[EXERCISE TASK] Add 43 to every bounding-box coordinate in the answers, and rewrite the part of the records that opens with the line containing "Spot uniform belt." and closes with the line containing "[676,511,798,616]", keeping the requests. Cover only that part.

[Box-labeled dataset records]
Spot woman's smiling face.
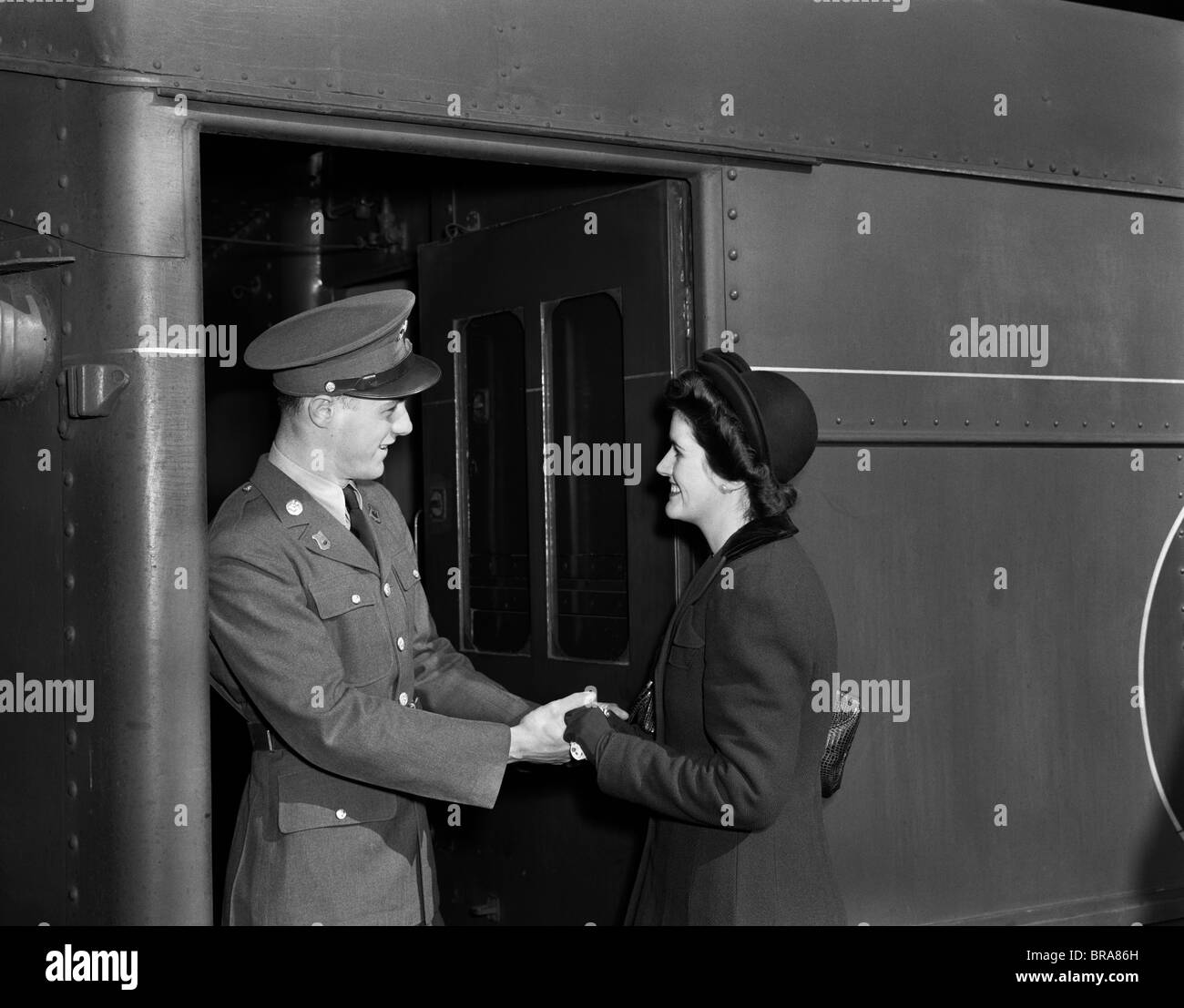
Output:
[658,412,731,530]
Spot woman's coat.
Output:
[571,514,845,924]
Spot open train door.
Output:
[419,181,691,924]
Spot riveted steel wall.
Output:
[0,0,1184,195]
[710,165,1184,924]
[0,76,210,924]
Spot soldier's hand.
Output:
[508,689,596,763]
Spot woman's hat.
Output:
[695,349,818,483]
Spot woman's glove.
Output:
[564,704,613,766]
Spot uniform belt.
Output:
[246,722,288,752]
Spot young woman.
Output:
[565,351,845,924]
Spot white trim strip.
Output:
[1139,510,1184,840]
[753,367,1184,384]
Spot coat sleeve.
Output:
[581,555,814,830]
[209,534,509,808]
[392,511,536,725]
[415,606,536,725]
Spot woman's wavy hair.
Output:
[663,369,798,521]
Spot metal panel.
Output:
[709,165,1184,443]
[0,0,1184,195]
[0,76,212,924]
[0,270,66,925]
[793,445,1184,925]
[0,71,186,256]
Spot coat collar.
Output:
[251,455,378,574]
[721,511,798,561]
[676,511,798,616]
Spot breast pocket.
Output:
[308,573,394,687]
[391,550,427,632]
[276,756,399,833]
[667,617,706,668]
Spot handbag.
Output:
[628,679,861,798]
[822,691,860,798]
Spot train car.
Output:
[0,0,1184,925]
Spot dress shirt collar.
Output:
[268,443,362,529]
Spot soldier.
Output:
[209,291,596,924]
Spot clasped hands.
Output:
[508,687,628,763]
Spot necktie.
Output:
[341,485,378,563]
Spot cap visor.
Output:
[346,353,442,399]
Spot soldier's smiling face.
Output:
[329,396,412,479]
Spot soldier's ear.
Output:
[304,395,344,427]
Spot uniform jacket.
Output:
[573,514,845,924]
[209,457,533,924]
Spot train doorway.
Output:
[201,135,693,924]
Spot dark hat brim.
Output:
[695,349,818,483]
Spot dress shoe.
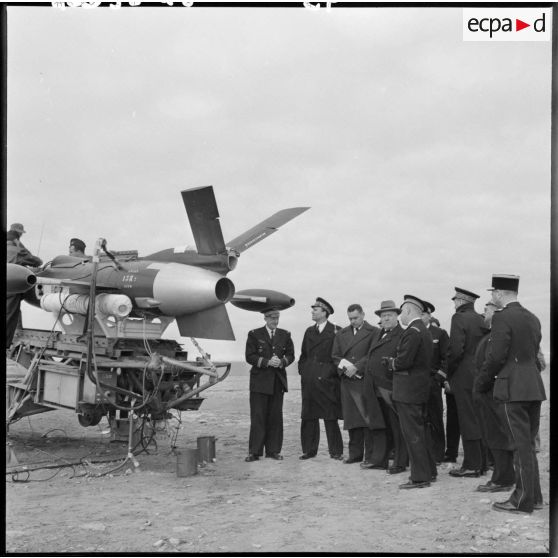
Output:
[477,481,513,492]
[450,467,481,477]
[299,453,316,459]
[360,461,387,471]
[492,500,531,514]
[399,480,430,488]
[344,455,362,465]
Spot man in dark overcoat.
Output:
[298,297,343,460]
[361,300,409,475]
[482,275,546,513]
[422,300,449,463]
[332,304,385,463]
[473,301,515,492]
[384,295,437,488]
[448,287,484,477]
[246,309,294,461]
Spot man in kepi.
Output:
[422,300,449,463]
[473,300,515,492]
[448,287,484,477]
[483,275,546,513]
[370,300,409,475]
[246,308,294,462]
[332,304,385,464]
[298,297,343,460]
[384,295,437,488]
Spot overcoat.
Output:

* * *

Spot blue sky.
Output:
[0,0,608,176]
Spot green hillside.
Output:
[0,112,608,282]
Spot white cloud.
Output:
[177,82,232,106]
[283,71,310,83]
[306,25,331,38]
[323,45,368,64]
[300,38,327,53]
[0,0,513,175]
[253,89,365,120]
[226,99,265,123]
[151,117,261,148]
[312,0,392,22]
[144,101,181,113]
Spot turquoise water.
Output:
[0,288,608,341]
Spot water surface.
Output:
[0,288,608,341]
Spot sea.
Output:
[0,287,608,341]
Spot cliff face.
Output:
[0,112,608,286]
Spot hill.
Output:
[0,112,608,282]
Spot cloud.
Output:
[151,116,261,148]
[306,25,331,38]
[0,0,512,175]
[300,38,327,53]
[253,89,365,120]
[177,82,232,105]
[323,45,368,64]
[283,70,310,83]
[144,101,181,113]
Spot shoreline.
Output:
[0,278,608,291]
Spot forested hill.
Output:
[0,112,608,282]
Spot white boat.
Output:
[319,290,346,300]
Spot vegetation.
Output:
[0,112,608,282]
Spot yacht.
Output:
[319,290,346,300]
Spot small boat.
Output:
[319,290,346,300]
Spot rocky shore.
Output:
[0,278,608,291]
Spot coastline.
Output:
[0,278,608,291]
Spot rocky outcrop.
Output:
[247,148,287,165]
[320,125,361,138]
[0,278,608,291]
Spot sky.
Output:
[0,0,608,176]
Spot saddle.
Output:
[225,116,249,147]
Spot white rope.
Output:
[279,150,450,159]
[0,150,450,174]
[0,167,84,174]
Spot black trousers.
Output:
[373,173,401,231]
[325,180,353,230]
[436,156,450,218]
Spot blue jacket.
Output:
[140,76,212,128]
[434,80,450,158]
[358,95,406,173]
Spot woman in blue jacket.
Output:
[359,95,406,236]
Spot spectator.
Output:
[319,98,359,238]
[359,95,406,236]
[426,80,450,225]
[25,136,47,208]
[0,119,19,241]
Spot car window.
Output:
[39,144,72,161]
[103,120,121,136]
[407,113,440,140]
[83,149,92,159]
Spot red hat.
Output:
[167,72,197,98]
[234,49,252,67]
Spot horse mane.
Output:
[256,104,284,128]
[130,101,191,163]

[EXERCISE SOLUTION]
Spot uniform belt.
Output:
[289,765,331,795]
Spot young woman.
Output:
[608,394,888,967]
Spot white trim strip.
Output:
[1182,553,1227,883]
[796,410,1227,427]
Spot coat sleeve.
Output:
[624,598,857,873]
[252,577,552,851]
[435,554,579,768]
[458,649,579,768]
Spot woman's wavy hair.
Output:
[706,412,841,564]
Spot metal panel.
Output:
[752,208,1227,486]
[43,43,1227,238]
[43,119,255,967]
[43,313,109,968]
[836,488,1227,968]
[43,114,229,299]
Spot coat collar.
Output:
[294,498,421,617]
[764,554,841,604]
[719,554,841,659]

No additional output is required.